What is asked: Output each entry exactly; skip nothing.
==== Source material
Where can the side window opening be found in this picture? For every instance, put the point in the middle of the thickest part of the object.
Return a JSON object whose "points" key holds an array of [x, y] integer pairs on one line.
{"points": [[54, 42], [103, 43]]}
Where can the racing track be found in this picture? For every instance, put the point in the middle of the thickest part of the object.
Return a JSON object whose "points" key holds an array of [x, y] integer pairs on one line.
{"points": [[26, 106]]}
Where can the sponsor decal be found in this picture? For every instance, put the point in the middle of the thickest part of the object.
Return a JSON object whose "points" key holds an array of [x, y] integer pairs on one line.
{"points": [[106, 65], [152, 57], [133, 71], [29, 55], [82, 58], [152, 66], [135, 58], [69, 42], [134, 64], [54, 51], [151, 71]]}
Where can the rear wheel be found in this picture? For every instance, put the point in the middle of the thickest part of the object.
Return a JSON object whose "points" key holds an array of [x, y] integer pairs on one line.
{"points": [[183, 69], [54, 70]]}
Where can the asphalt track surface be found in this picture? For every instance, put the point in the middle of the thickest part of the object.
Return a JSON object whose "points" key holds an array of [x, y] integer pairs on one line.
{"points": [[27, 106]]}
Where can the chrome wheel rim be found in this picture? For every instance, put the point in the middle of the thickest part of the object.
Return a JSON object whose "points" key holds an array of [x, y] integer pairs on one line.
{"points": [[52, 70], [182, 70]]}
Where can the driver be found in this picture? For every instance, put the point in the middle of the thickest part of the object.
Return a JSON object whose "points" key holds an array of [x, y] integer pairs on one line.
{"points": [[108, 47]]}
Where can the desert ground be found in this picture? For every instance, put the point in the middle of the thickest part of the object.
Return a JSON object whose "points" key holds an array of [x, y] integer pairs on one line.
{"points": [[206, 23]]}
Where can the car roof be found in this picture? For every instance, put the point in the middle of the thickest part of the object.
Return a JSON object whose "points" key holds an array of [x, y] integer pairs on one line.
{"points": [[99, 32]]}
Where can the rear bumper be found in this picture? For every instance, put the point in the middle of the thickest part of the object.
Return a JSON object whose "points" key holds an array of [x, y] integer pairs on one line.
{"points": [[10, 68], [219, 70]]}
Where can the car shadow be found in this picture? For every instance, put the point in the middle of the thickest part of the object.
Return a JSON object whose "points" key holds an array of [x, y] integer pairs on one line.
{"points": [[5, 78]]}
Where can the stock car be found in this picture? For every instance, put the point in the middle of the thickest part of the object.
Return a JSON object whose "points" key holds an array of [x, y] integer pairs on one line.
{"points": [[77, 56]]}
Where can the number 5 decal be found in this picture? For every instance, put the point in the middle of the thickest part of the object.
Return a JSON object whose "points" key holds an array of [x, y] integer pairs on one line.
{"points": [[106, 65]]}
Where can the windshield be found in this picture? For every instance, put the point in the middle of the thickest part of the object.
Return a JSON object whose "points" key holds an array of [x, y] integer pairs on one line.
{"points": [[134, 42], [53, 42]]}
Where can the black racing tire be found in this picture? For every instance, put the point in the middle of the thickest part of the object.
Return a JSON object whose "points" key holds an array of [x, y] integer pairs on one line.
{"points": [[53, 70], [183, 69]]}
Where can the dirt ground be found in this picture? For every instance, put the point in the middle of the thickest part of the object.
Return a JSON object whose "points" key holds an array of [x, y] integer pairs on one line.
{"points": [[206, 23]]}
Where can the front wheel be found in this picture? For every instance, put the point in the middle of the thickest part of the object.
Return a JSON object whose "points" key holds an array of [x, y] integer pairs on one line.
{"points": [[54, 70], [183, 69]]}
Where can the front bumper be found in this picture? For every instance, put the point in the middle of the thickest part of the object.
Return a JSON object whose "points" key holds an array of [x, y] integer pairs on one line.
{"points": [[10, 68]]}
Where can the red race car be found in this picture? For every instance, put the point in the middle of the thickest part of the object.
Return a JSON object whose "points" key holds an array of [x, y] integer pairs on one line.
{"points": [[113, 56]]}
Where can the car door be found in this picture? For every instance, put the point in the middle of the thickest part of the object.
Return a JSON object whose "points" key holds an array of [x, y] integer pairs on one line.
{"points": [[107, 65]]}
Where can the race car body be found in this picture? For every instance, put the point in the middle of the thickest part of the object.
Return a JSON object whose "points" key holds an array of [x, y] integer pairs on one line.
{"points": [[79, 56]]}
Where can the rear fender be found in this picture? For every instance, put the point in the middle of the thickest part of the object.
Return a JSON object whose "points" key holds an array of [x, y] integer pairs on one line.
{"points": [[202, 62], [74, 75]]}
========
Correct response:
Where can the side window opening be found in this picture? For every instance, put the point in the middle of the thickest part of the object.
Return a JSON object whose "points" key holds an array of [x, y] integer pairs on one line.
{"points": [[54, 42], [103, 43]]}
Where can the racing track be found in this picture? For every instance, put the point in the middle of the thickest part of the object.
Return a JSON object whose "points" key holds an array of [x, y] integer pairs on one line.
{"points": [[26, 106]]}
Where can the sponsor decal be found in this picture? For every instance, put the point in the middle of the thickest part of the object.
Return a JSON object whose "points" key holds an array of [x, y] integer pairs on one line.
{"points": [[106, 65], [152, 57], [133, 71], [29, 55], [82, 58], [152, 66], [135, 58], [69, 42], [134, 64], [54, 51], [151, 71]]}
Where can the rear wheel be found in this picture? For every instance, put the point in the middle of the thickest part of the object.
Return a JSON object whose "points" key holds an array of [x, y] integer pairs on one line.
{"points": [[183, 69], [54, 70]]}
Where can the asphalt track surface be found in this picture? For every instance, put the point in the middle of the thickest part of the object.
Return a JSON object whose "points" key holds an array of [x, y] integer pairs on one line.
{"points": [[27, 106]]}
Where can the chrome wheel rim be found in this picture? For every instance, put the point in the middle of the thickest part of the object.
Return a JSON object whose "points" key holds an array of [x, y] integer pairs on one line.
{"points": [[52, 70], [182, 70]]}
Where can the driver be found in this picture? For every instance, put the point in the middle of the thickest part of the object.
Return a JSON object whose "points" key holds an array of [x, y] integer pairs on one line.
{"points": [[108, 47]]}
Where can the desert ground be found in this picture? For every instance, put the point in the middle of the thickest part of the object.
Return a JSON object whose "points" key holds an array of [x, y] integer pairs on one line.
{"points": [[206, 23]]}
Where can the car roof be found in this picture? For every instance, put the point in the middle of the thickest part of the object.
Return a JSON object whose "points" key holds an array of [x, y] integer pairs on one line.
{"points": [[99, 32]]}
Where can the rear bumper be found in this picture? For every instance, put the point in the middle of the thickest part of the object.
Return a JSON object whose "points" key holds an array of [x, y] integer pairs on one line.
{"points": [[10, 68], [219, 70]]}
Where can the car shadow be found in this picture? For every instance, put the point in the middle of the thickest part of the object.
Return a JSON object whose "points" key holds an array of [x, y] integer pairs on one line.
{"points": [[5, 78]]}
Where can the stock car be found in this picture? For every instance, put the point in the middle of the thickest part of the object.
Return a JSON object whose "points" key holds an array of [x, y] integer pairs on one line.
{"points": [[77, 56]]}
Where can the number 5 decal be found in this picture? For every instance, put the point in the middle of the thickest part of the object.
Return a JSON object whose "points" key holds an array of [x, y] integer pairs on one line.
{"points": [[106, 65]]}
Where can the windshield be found in this picture? For every instance, put the point in the middle of the thickest part of the object.
Return a JSON object whose "points" key holds an array of [x, y] integer pairs on one line.
{"points": [[134, 42], [53, 42]]}
Where can the black racing tire be found in this picture? For every instance, put the point in the middle of the thickest part of the object.
Return a JSON object whose "points" key holds an array of [x, y] integer pairs on one line.
{"points": [[53, 70], [183, 69]]}
Where can the dirt ground be found in this picture? For every instance, put the point in the middle of the thickest part of the object.
Return a JSON object whose "points" key holds an array of [x, y] integer pairs on one line.
{"points": [[206, 23]]}
Where can the front wheel be found in this picture? For every instance, put the point in the middle of the thickest part of the object.
Return a JSON object whose "points" key holds an array of [x, y] integer pairs on one line.
{"points": [[54, 70], [183, 69]]}
Where can the front bumper be found in this picture? For every instance, put the point in the middle of the thickest part of the object.
Return a JSON object whose "points" key holds an array of [x, y] integer pairs on one line.
{"points": [[10, 68]]}
Where can the red race car be found in this picture? For every instance, put the point in the middle of the thickest part of the object.
Return a JSON object whose "points" key holds an array of [x, y] integer pairs on one line.
{"points": [[113, 56]]}
Where can the car door be found in this picture? For every instance, put the point in the middle of the thickest part of the object.
Return a JSON object whose "points" key holds an array of [x, y] integer pairs on one line.
{"points": [[107, 65]]}
Where can the race car body be found in this picture? For every instance, put the point in the middle of the thickest part of the object.
Return a JSON object whose "points" key holds an array of [x, y] integer pairs on one line.
{"points": [[79, 56]]}
Where can the rear fender be found in this picture? For every instance, put the point in the middle of the thickest part of the object.
Return a JSON object whose "points" key holds an array of [x, y] integer pairs on one line.
{"points": [[202, 62], [74, 75]]}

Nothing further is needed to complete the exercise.